• **What to work on**
Quote the whole listing exactly. Leave the pictures out of your copy.

• **The data**
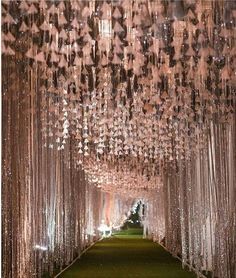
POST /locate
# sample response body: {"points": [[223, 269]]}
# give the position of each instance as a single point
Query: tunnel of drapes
{"points": [[105, 103]]}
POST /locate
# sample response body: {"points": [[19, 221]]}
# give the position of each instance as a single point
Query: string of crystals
{"points": [[135, 96]]}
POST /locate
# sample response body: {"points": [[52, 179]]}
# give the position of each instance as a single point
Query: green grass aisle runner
{"points": [[126, 255]]}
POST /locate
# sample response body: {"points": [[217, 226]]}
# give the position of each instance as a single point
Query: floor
{"points": [[126, 255]]}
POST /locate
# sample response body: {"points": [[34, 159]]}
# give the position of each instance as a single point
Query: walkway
{"points": [[124, 256]]}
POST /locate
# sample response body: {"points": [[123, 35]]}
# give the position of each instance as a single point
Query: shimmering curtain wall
{"points": [[108, 102], [194, 215]]}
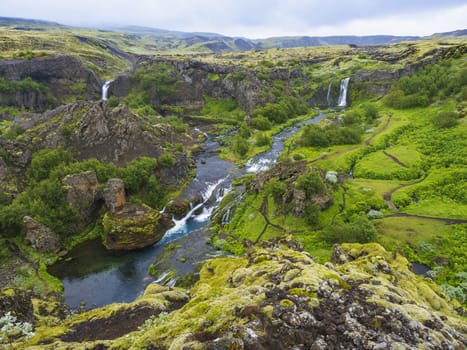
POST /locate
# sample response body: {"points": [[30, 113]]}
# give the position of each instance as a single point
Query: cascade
{"points": [[342, 102], [328, 96], [105, 90]]}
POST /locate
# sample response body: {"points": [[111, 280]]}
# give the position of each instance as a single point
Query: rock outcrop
{"points": [[130, 226], [110, 134], [134, 227], [278, 297], [82, 194], [114, 195], [18, 302], [40, 237], [60, 75]]}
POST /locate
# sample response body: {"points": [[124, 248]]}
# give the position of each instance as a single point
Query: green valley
{"points": [[311, 200]]}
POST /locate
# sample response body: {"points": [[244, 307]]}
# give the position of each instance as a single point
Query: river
{"points": [[97, 277]]}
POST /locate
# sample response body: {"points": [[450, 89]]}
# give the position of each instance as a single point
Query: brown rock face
{"points": [[134, 227], [82, 190], [114, 195], [59, 74], [178, 208], [42, 238]]}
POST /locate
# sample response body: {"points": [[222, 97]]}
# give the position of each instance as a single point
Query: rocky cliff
{"points": [[96, 130], [277, 297]]}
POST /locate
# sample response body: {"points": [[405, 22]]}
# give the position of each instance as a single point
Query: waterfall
{"points": [[328, 96], [105, 90], [342, 102]]}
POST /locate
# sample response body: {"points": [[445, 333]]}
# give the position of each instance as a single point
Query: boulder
{"points": [[3, 169], [178, 208], [114, 195], [82, 192], [134, 227], [299, 198], [42, 238]]}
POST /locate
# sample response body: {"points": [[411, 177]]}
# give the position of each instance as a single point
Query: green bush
{"points": [[312, 213], [263, 140], [177, 123], [166, 160], [44, 161], [275, 188], [351, 117], [112, 101], [240, 146], [444, 119], [311, 183], [315, 136], [261, 123], [359, 230]]}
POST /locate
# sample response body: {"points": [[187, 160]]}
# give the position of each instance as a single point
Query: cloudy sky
{"points": [[254, 18]]}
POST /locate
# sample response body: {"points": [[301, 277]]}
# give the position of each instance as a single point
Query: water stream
{"points": [[97, 277], [342, 101], [105, 90]]}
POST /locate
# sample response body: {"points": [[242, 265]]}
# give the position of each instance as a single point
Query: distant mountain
{"points": [[460, 32], [162, 32], [25, 24], [159, 40]]}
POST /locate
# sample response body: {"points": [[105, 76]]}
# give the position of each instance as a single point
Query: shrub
{"points": [[312, 212], [374, 214], [311, 183], [275, 188], [261, 123], [331, 177], [44, 161], [166, 160], [240, 146], [263, 140], [351, 118], [370, 112], [359, 230], [444, 119], [112, 101]]}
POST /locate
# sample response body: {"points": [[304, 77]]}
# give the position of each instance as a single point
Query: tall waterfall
{"points": [[105, 90], [328, 96], [342, 101]]}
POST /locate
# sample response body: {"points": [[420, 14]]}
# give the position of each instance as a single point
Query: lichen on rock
{"points": [[277, 297], [134, 226]]}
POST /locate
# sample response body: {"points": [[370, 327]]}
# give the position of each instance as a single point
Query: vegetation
{"points": [[395, 166], [44, 196]]}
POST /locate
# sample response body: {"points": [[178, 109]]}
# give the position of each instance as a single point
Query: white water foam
{"points": [[342, 102], [260, 165]]}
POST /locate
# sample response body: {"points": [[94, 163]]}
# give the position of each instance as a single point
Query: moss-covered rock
{"points": [[134, 227], [277, 297]]}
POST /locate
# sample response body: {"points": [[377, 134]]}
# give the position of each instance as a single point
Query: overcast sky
{"points": [[254, 18]]}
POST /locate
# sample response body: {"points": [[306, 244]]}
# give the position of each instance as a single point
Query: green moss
{"points": [[286, 303]]}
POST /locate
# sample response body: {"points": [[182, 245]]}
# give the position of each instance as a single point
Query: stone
{"points": [[178, 208], [82, 191], [134, 227], [18, 302], [299, 198], [40, 237], [114, 195]]}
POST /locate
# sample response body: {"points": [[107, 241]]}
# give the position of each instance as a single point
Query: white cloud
{"points": [[254, 18]]}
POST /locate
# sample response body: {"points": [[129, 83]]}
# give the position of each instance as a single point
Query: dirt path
{"points": [[368, 140], [388, 195], [395, 159], [264, 212], [448, 221]]}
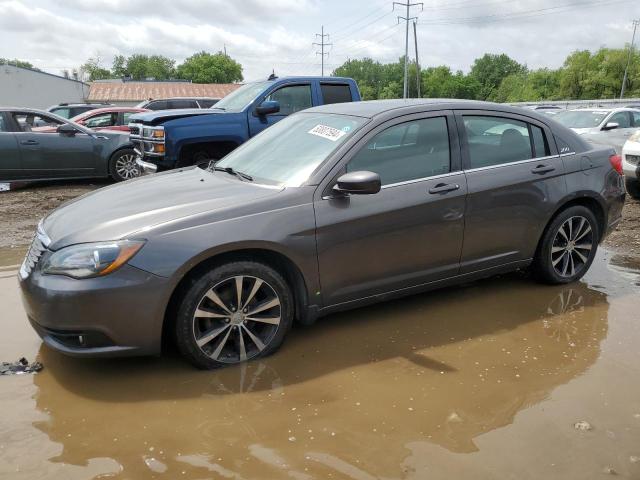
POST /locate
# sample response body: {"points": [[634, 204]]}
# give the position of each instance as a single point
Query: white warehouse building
{"points": [[24, 87]]}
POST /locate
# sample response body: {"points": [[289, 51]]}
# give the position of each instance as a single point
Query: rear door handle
{"points": [[444, 188], [541, 169]]}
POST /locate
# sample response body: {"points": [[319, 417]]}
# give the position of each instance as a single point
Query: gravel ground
{"points": [[22, 209]]}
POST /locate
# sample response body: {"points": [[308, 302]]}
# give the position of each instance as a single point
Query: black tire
{"points": [[633, 187], [232, 331], [122, 165], [563, 256]]}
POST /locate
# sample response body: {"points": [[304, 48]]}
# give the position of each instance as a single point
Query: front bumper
{"points": [[120, 314]]}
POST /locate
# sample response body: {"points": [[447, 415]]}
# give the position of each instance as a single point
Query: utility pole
{"points": [[407, 19], [633, 38], [415, 38], [322, 44]]}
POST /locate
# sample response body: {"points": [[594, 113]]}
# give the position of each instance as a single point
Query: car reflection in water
{"points": [[347, 393]]}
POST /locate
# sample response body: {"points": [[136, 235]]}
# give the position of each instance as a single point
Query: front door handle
{"points": [[444, 188], [542, 169]]}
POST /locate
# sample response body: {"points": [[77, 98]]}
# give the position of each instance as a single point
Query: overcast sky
{"points": [[278, 34]]}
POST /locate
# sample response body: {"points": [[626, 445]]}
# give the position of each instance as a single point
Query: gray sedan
{"points": [[332, 208], [36, 145]]}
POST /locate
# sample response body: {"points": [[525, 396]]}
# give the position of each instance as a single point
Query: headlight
{"points": [[87, 260], [157, 133]]}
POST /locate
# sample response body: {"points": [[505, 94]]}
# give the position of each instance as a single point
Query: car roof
{"points": [[112, 110], [372, 108]]}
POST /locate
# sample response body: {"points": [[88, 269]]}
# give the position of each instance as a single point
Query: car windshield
{"points": [[580, 118], [288, 152], [240, 98]]}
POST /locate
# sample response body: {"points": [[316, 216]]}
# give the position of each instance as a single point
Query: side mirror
{"points": [[358, 183], [67, 130], [267, 107]]}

• **Exercise solution**
POST /locate
# sample response body: {"points": [[223, 269]]}
# give the position of each instance as a single point
Query: tunnel of drapes
{"points": [[105, 103]]}
POST /locate
# sample response body: {"points": [[19, 221]]}
# give the position of each instance as a single point
Query: string of crystals
{"points": [[135, 96]]}
POST /locate
# sample response body: {"points": [[52, 179]]}
# give the position of each instance as a single point
Query: green grass aisle runner
{"points": [[126, 255]]}
POST /locate
# sample response body: {"points": [[217, 226]]}
# give the position of each instance as a single point
Query: floor
{"points": [[126, 255]]}
POST /locate
# sample response body: {"points": [[34, 159]]}
# give the position of each instance as a single point
Query: walkway
{"points": [[124, 256]]}
POST /locate
# sample response body: {"points": [[123, 35]]}
# give the position of each instance as a single point
Query: shimmering curtain wall
{"points": [[108, 102], [194, 215]]}
POST /locate
# sample response body: {"points": [[30, 113]]}
# give the position of each instance as a single point
Query: cascade
{"points": [[342, 102], [328, 96], [105, 90]]}
POST /locate
# sample response body: {"points": [[111, 280]]}
# give the position of each instance as a single point
Query: rock outcrop
{"points": [[130, 226], [110, 134], [134, 227], [278, 297], [82, 194], [114, 195], [18, 302], [40, 237], [60, 75]]}
POST /locate
# sample response body: {"points": [[124, 248]]}
# give the position of each instance as a single point
Query: green valley
{"points": [[311, 200]]}
POST /locate
# sample response body: {"points": [[244, 307]]}
# give the position of each instance as a single point
Query: river
{"points": [[97, 277]]}
POST /locate
# sample response body: {"points": [[450, 89]]}
# give the position of each instance as a single point
Query: brown rock face
{"points": [[134, 227], [82, 190], [114, 195], [59, 74], [178, 208], [42, 238]]}
POST /locate
# sample response body: {"points": [[222, 97]]}
# give the position of each instance as a single point
Query: rocky cliff
{"points": [[96, 130], [277, 297]]}
POST /locate
# sample response body: {"points": [[405, 22]]}
# give the position of each instance as a single point
Query: waterfall
{"points": [[328, 96], [105, 90], [342, 102]]}
POST /locate
# sample response body: {"points": [[445, 333]]}
# give the position of each instance as a single point
Query: boulder
{"points": [[3, 169], [178, 208], [114, 195], [82, 192], [134, 227], [299, 198], [42, 238]]}
POST /locate
# sample response body: {"points": [[411, 177]]}
# give the position of each instance as a single point
Query: green bush
{"points": [[312, 213], [263, 140], [177, 123], [166, 160], [44, 161], [275, 188], [351, 117], [112, 101], [240, 146], [444, 119], [311, 183], [315, 136], [261, 123], [359, 230]]}
POST /locate
# sample response body: {"points": [[187, 160]]}
# give the position of each instance as a single point
Query: cloudy sky
{"points": [[254, 18]]}
POST /locate
# sample response body: {"points": [[301, 277]]}
# give the position of each instance as a single point
Query: water stream
{"points": [[97, 277], [342, 101], [105, 90]]}
POST /locate
# sample response body: {"points": [[242, 265]]}
# give the position of each instance as a single point
Query: distant mountain
{"points": [[460, 32], [162, 32], [25, 24], [159, 40]]}
POST /locate
# sample response body: {"points": [[105, 76]]}
# give the position of each instance as a single point
Query: shrub
{"points": [[312, 212], [374, 214], [311, 183], [275, 188], [261, 123], [331, 177], [44, 161], [166, 160], [240, 146], [263, 140], [351, 118], [370, 112], [359, 230], [444, 119], [112, 101]]}
POST /locate
# sample response body: {"points": [[304, 77]]}
# give the position of each instance as a single point
Query: tall waterfall
{"points": [[105, 90], [328, 96], [342, 101]]}
POST /locate
# sample response body: {"points": [[420, 14]]}
# give the position of each instance as a single point
Query: lichen on rock
{"points": [[277, 297], [134, 226]]}
POST /locate
# sample response body: {"points": [[370, 327]]}
# give the position of each instance as a single point
Query: vegetation
{"points": [[395, 166], [44, 196]]}
POST /locate
# sample response body: {"points": [[178, 109]]}
# give the position of each instance as a single point
Query: white water foam
{"points": [[342, 102], [260, 165]]}
POST /locate
# sample response body: {"points": [[94, 163]]}
# give the position of each instance as a single point
Query: moss-covered rock
{"points": [[134, 227], [277, 297]]}
POST /locate
# sample response body: {"points": [[377, 134]]}
# give the position of each instance as a single point
Query: overcast sky
{"points": [[254, 18]]}
POST /locate
# sample response body: {"points": [[306, 244]]}
# give the position of each instance as a single point
Query: green moss
{"points": [[286, 303]]}
POST /locate
# sample response body: {"points": [[182, 245]]}
# give the position of each instance as a single point
Query: stone
{"points": [[178, 208], [82, 191], [134, 227], [18, 302], [299, 198], [40, 237], [114, 195]]}
POST /locate
# sample response body: {"points": [[107, 241]]}
# give the position of each instance as a single point
Query: white cloud
{"points": [[254, 18]]}
POST /locate
# sample response body: {"points": [[129, 83]]}
# give the position of each instance as a single point
Query: dirt path
{"points": [[368, 140], [388, 195], [395, 159], [264, 212], [448, 221]]}
POST /locate
# sample response body: {"points": [[634, 204]]}
# give the position of each instance as a single point
Query: white warehouse building
{"points": [[24, 87]]}
POST /locate
# sample response body: {"points": [[289, 51]]}
# give the position of each instance as a single point
Query: rear door handle
{"points": [[444, 188], [541, 169]]}
POST /locate
# sample response body: {"points": [[319, 417]]}
# give the position of each instance as a single point
Query: gravel ground
{"points": [[22, 209]]}
POST /locate
# sample response body: {"points": [[308, 302]]}
# give the position of each instance as a single point
Query: black tire
{"points": [[633, 187], [232, 331], [122, 165], [563, 256]]}
POST /locate
# sample response body: {"points": [[304, 48]]}
# give the position of each instance as a single point
Query: front bumper
{"points": [[120, 314]]}
POST /locate
# sample response body: {"points": [[447, 415]]}
# give the position of each instance as a single point
Query: utility pole
{"points": [[407, 19], [633, 38], [415, 38], [322, 44]]}
POST /locate
# sample response body: {"points": [[594, 113]]}
# give the position of each instance as a single point
Query: car reflection in water
{"points": [[347, 393]]}
POST /locate
# sample response body: {"points": [[136, 235]]}
# give the position of each instance as a single point
Query: front door handle
{"points": [[444, 188], [542, 169]]}
POST /locate
# sample response body: {"points": [[77, 98]]}
# give the position of each instance as a single point
Query: overcast sky
{"points": [[278, 34]]}
POST /locate
# sample response body: {"points": [[626, 445]]}
# give the position of each instance as a single point
Query: gray sedan
{"points": [[332, 208], [36, 145]]}
POST /locate
# sample response body: {"points": [[525, 396]]}
# give the position of each instance as a single point
Query: headlight
{"points": [[87, 260], [157, 133]]}
POST /locate
# sample response body: {"points": [[505, 94]]}
# give the position of each instance as a single point
Query: car roof
{"points": [[112, 110], [372, 108]]}
POST /locate
# sample response body: {"points": [[88, 269]]}
# give the position of each instance as a single point
Query: car windshield
{"points": [[580, 118], [288, 152], [240, 98]]}
POST /locate
# sample response body: {"points": [[316, 216]]}
# give the position of each instance as a single point
Query: side mirror
{"points": [[358, 183], [67, 130], [267, 107]]}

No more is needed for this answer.